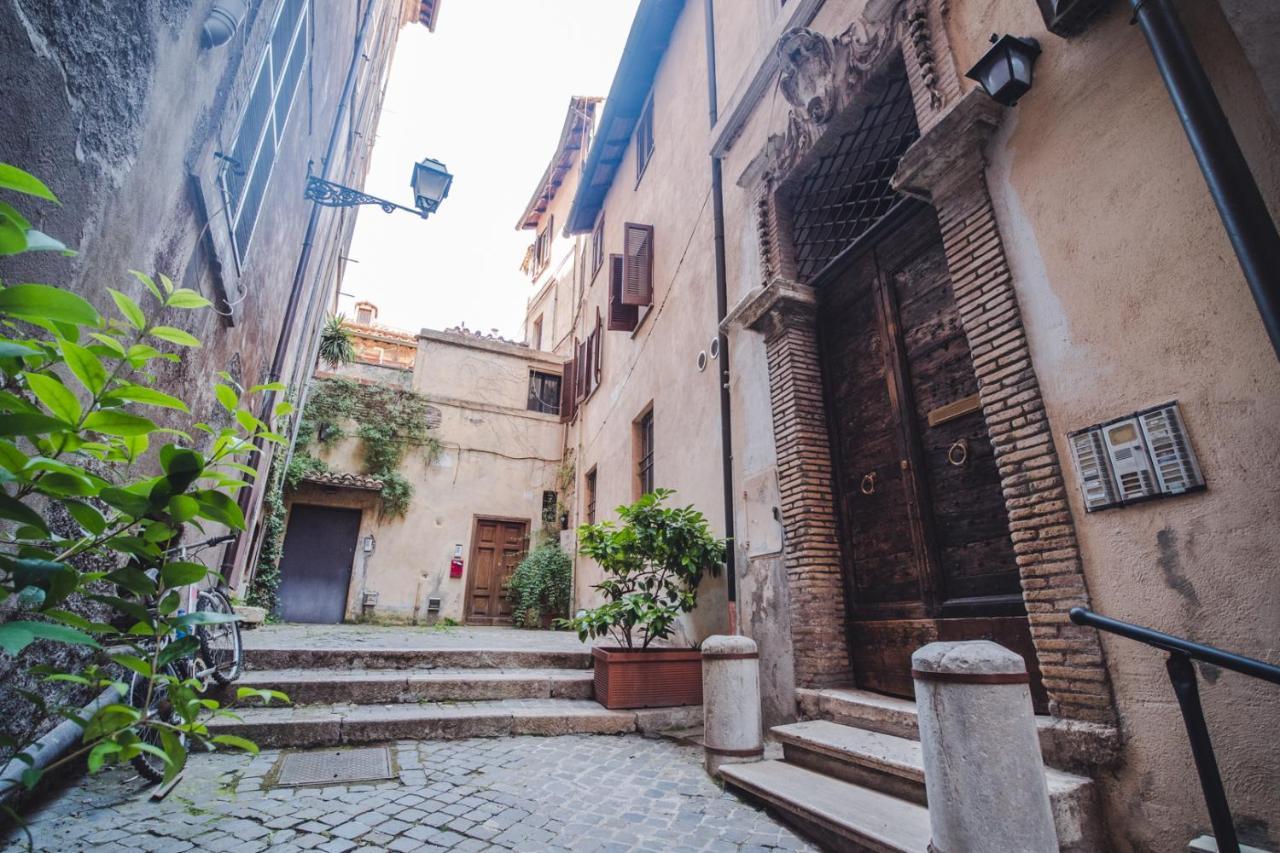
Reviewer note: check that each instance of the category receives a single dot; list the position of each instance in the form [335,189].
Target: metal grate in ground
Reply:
[334,767]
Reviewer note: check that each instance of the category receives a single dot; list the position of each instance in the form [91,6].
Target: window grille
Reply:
[544,392]
[849,188]
[645,465]
[261,128]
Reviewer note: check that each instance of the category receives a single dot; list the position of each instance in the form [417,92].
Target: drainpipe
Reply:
[721,311]
[1235,192]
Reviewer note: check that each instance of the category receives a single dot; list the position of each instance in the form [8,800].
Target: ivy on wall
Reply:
[391,423]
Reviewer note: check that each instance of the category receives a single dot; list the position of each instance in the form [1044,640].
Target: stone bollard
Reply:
[983,771]
[731,702]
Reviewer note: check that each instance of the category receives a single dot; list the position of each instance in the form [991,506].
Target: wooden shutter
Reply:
[622,318]
[638,268]
[568,398]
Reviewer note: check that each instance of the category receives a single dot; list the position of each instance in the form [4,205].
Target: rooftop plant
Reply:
[653,562]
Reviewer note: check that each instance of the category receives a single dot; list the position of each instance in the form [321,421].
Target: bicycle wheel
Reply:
[151,766]
[219,642]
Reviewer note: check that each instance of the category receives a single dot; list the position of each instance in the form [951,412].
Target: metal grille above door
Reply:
[849,188]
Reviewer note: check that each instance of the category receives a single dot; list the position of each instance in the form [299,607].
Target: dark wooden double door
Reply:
[497,548]
[924,533]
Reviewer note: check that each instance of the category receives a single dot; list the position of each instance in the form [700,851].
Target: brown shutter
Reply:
[568,400]
[638,272]
[622,318]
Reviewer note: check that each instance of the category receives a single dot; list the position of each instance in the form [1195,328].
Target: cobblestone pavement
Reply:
[579,792]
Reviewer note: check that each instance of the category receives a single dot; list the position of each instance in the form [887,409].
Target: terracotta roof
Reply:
[342,480]
[575,133]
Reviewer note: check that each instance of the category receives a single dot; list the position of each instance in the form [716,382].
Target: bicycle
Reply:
[220,657]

= = = = = = =

=== What to do ===
We ask that the entries above be copied exactly, with the pictures omitted.

=== Answer to the exercise ===
Reviewer note: check that each instance of the category receives a single dot; list the position of each instance in the form [335,189].
Target: metal grate in ground
Reply:
[334,767]
Reviewer note: check that each instance of the category receives a single dot; list the position of each instance in the form [91,6].
Target: window grille
Reply:
[544,392]
[849,188]
[645,465]
[261,128]
Reviewer note: check that each instance of the category receives a single dot; list the position of each instance in the form [417,92].
Target: drainpipe
Reply:
[721,311]
[1235,192]
Reviewer note: check that each instance of the category receives a single dot; list the position of each instance in the form [8,800].
Target: ivy on wall
Reply:
[391,423]
Reviewer note: check that each instance of the category receives a single dot; list the position of each instance in the form [1044,640].
Target: stone bollard
Reply:
[983,771]
[731,702]
Reviewer note: check that each instance of the category receives a single dot; list the position of each instance in the form [991,506].
Target: wooden shutter
Reply:
[622,318]
[638,268]
[568,398]
Reviewer note: check that each instance of the category receives a single dot; list the position of each instance in the form [4,205].
Target: rooftop plant
Reply:
[653,562]
Reviewer note: check that each instance of the category receives a single dot; list the position of each instance in the form [321,421].
Target: bicycle wheel
Reply:
[151,766]
[219,642]
Reviewer note: check that each instance of the category receives a single dot; list the position of each instance in the form [951,412].
Target: metal grille above door
Reply:
[849,188]
Reviewer note: check that each instance of the category receives a single dot; list the position of each instance in the form [299,607].
Target: dark wooden double door
Reply:
[497,548]
[924,533]
Reviewer note: check that each instance of the category receives a single dot; list the position of each instance in the form [700,851].
Target: brown shutter
Reply:
[568,400]
[638,272]
[622,318]
Reviewer note: check that each instance of the category receives a single dot; list the position of each instance in the form [1195,328].
Target: cobblestone pavement
Reply:
[579,792]
Reviewer note: check that each instance of the category receives a single dot; list the position of each instance in the form [887,409].
Target: terracotta roof
Reply:
[342,480]
[575,133]
Reviewer note: check that each instance of the category receives a single dot; list the position of each instance in the form [716,382].
Target: bicycle
Reply:
[220,657]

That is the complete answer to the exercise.